_Quoted passage_
Single by the Kinks

from the album Sleepwalker
- B-side: "Full Moon"
- Released: 18 March 1977
- Recorded: September–October 1976
- Studio: Konk, London
- Genre: Rock
- Length: 4:04
- Label: Arista
- Songwriter: Ray Davies
- Producer: Ray Davies

The Kinks singles chronology
| "No More Looking Back" (1976) | "Sleepwalker" (1977) | "Juke Box Music" (1977) |

= Sleepwalker (The Kinks song) =

"Sleepwalker" is a song by the Kinks, released in 1977 as the first single from their album Sleepwalker, on which it appears as the third track. It was written by Ray Davies.

==Background and recording==
"Sleepwalker" was reportedly written about Ray Davies's move from London to New York City at the time. The insomniac Davies was then adapting to the 24-hour schedule of the busy city.

_Supplied records_
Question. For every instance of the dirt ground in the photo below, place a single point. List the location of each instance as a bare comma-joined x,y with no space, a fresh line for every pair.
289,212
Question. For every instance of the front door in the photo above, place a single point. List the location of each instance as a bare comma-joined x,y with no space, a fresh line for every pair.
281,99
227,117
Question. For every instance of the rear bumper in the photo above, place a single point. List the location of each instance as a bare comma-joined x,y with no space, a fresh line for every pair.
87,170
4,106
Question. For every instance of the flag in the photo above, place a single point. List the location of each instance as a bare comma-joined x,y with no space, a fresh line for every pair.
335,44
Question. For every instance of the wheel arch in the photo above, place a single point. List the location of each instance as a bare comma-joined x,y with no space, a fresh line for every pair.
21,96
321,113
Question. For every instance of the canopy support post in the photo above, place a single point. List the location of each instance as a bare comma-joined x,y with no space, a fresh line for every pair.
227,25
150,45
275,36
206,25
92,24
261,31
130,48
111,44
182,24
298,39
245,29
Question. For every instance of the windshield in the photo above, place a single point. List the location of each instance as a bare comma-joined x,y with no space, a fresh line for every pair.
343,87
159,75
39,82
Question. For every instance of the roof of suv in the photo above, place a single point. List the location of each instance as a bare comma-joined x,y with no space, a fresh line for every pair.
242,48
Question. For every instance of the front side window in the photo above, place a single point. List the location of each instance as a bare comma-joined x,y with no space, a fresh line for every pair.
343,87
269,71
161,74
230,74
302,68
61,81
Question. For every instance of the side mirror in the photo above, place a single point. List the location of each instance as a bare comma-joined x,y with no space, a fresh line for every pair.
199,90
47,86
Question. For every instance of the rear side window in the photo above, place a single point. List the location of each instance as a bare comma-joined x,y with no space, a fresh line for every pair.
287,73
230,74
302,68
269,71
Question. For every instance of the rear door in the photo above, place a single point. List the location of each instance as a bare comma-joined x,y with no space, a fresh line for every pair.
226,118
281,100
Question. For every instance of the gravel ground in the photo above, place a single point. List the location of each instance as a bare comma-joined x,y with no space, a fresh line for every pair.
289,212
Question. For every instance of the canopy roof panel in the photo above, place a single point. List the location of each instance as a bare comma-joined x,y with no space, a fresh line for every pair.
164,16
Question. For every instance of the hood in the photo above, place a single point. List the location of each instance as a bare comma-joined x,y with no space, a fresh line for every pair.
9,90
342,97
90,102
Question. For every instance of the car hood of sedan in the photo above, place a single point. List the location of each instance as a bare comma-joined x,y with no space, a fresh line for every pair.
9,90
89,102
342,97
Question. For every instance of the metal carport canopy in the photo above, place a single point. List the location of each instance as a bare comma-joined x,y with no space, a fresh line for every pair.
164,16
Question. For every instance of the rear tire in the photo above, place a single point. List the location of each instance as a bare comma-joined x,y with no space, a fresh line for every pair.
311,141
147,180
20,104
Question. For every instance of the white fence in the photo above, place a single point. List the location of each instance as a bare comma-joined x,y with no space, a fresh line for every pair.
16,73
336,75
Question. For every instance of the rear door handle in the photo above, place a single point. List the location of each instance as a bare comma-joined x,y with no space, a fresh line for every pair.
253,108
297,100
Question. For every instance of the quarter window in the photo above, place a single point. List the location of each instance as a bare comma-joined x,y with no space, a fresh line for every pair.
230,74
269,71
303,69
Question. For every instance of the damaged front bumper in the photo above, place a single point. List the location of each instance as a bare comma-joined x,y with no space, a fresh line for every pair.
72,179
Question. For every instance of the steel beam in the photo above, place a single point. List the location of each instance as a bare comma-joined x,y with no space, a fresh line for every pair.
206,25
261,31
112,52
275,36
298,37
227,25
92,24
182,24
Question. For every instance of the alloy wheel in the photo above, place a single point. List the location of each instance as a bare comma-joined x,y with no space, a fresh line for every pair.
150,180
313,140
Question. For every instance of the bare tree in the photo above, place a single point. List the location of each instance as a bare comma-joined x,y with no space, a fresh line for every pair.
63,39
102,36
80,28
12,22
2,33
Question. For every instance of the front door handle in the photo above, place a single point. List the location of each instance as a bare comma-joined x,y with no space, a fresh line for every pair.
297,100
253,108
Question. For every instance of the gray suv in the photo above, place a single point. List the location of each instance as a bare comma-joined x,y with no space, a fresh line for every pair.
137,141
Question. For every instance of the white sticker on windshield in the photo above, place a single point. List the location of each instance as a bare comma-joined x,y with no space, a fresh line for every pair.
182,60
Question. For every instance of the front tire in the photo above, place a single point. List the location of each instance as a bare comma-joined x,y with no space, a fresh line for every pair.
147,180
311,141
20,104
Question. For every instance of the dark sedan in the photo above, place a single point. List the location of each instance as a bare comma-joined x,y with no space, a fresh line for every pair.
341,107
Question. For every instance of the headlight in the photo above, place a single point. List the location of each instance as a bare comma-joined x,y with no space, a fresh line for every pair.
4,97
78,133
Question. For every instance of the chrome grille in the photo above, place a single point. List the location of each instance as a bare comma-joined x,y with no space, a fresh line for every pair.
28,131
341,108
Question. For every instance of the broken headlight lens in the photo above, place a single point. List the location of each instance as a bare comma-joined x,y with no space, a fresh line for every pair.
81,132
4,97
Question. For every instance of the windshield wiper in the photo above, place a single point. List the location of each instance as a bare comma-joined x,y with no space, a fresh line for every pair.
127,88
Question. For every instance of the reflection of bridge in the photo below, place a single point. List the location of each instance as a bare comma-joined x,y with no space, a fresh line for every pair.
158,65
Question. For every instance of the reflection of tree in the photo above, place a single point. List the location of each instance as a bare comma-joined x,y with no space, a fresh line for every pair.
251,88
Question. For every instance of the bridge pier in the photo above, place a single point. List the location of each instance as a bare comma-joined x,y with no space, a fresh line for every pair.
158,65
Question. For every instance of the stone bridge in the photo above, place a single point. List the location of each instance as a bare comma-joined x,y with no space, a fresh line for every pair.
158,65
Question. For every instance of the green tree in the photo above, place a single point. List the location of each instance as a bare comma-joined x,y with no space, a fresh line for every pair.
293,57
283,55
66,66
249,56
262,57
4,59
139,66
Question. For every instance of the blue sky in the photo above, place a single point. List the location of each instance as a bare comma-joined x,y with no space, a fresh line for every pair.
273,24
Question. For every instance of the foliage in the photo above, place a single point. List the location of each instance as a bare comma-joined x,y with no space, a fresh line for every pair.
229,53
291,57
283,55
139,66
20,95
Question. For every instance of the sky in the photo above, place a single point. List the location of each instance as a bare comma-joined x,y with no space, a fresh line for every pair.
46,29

==

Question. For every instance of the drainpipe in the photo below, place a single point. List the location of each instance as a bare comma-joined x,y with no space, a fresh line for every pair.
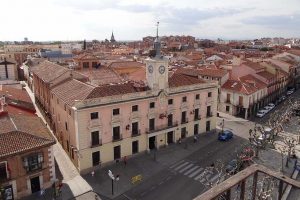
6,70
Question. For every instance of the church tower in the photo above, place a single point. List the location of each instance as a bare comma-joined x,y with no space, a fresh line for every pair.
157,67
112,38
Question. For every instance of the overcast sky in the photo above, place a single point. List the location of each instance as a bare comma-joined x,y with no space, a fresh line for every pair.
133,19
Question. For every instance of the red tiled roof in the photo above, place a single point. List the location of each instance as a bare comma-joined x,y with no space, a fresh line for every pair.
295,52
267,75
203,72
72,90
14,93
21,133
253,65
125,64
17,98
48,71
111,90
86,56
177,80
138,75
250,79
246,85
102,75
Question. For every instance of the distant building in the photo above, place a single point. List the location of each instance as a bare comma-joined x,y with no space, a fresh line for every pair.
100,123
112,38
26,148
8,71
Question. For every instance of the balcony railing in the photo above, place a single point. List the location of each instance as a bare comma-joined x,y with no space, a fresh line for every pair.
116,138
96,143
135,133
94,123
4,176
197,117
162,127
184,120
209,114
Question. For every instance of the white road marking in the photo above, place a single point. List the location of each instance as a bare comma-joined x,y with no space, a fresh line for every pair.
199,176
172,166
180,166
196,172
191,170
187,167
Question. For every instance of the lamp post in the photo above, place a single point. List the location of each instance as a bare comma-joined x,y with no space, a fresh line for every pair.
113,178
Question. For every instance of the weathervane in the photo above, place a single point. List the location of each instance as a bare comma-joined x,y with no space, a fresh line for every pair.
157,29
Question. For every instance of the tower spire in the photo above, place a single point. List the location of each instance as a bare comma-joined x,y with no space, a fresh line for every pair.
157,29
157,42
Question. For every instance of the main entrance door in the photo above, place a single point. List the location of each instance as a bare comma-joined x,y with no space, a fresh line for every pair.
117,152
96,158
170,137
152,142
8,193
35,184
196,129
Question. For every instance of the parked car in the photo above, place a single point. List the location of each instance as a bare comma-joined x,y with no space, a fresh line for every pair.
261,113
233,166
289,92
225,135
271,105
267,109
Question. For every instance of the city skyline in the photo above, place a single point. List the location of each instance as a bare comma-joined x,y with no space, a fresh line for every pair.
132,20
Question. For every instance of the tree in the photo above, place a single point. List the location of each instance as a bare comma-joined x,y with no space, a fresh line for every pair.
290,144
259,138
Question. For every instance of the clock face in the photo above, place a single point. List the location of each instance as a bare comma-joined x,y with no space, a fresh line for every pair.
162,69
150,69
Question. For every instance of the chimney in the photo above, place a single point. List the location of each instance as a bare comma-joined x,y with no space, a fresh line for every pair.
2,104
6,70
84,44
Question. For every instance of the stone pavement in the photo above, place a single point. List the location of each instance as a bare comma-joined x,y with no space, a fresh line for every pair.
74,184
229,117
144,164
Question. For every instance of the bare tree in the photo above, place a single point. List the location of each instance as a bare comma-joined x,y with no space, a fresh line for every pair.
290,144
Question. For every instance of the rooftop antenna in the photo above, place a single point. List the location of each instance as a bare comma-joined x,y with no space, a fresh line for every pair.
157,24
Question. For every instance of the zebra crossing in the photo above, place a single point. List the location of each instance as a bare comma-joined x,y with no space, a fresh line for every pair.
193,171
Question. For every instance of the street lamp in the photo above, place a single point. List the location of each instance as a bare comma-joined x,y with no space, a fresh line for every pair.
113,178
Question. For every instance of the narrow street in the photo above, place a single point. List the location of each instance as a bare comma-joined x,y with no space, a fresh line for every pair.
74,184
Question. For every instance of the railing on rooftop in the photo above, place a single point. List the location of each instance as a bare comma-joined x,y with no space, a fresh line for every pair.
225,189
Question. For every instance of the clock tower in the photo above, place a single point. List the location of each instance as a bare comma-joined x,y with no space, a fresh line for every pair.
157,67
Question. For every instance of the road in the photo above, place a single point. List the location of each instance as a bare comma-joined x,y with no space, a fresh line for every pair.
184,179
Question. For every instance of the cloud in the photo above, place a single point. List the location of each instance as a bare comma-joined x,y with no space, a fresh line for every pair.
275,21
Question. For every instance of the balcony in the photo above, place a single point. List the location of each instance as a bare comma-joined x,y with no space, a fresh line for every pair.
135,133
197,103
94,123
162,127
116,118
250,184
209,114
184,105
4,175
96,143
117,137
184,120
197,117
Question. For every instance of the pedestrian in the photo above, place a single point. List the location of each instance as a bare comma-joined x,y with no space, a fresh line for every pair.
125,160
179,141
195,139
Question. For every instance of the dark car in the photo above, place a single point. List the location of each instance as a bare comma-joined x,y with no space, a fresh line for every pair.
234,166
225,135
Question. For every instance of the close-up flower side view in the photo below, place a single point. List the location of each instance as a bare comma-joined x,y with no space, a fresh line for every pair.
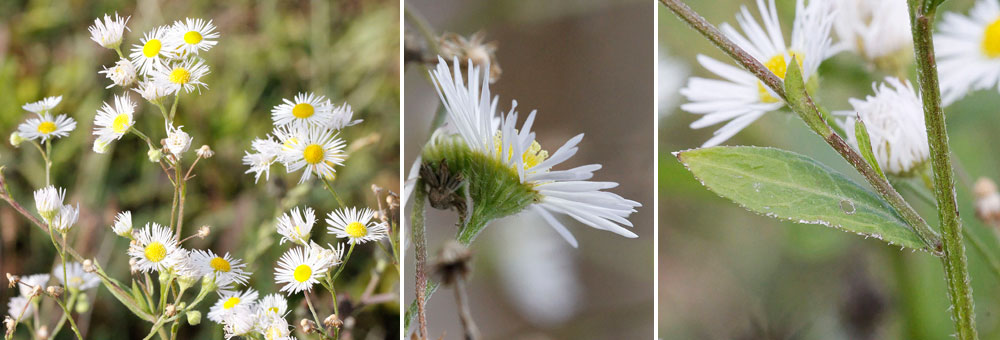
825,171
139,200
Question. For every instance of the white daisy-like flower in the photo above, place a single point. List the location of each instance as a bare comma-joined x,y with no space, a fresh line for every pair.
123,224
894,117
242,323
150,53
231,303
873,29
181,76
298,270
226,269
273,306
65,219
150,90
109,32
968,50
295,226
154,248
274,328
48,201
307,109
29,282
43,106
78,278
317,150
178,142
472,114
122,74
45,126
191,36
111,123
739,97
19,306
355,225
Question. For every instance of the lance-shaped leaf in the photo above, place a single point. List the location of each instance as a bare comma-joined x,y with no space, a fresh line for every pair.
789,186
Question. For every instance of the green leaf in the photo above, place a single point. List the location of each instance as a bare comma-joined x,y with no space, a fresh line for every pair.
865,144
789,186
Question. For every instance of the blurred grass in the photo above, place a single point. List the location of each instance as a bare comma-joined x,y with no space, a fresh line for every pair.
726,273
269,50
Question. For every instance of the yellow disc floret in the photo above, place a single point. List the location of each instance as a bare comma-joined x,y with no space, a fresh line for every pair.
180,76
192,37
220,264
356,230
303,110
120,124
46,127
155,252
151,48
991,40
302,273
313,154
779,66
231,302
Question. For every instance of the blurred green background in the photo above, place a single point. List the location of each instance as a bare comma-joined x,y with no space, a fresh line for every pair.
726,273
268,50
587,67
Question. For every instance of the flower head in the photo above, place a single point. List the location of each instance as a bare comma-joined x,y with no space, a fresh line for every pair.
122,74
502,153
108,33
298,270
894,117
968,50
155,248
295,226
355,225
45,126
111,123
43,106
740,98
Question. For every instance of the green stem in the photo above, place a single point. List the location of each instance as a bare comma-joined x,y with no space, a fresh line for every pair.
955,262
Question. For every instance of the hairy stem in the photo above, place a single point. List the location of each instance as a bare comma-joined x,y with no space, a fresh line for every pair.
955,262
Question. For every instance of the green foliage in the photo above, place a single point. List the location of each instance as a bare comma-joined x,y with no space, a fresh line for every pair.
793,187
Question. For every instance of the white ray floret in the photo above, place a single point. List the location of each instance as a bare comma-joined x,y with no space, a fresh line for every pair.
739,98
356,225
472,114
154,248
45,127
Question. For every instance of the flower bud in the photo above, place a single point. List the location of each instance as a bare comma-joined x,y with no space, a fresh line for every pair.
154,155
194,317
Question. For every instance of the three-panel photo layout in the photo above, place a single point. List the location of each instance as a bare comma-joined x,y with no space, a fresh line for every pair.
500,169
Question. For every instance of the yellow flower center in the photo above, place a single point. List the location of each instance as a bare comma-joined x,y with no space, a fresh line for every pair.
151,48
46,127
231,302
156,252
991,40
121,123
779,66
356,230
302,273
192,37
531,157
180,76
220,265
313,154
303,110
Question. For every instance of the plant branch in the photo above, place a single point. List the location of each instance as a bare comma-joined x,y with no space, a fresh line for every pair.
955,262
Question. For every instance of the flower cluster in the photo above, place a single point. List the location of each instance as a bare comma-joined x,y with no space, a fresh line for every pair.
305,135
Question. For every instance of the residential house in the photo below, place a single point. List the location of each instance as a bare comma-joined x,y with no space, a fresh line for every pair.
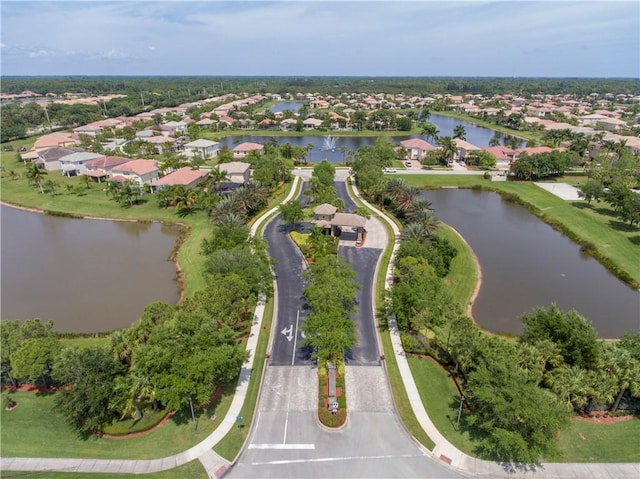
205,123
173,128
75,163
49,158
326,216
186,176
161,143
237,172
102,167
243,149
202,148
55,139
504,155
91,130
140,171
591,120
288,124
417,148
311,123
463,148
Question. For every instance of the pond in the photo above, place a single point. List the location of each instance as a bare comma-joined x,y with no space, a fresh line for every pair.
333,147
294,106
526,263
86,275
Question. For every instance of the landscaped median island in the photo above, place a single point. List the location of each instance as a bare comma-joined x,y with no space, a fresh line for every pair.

_What to do_
Transcribe everything in the text on the Kinks song "Sleepwalker" from "The Kinks singles" down to "by Ray Davies.".

_Full answer_
The Kinks singles chronology
| "No More Looking Back" (1976) | "Sleepwalker" (1977) | "Juke Box Music" (1977) |

= Sleepwalker (The Kinks song) =

"Sleepwalker" is a song by the Kinks, released in 1977 as the first single from their album Sleepwalker, on which it appears as the third track. It was written by Ray Davies.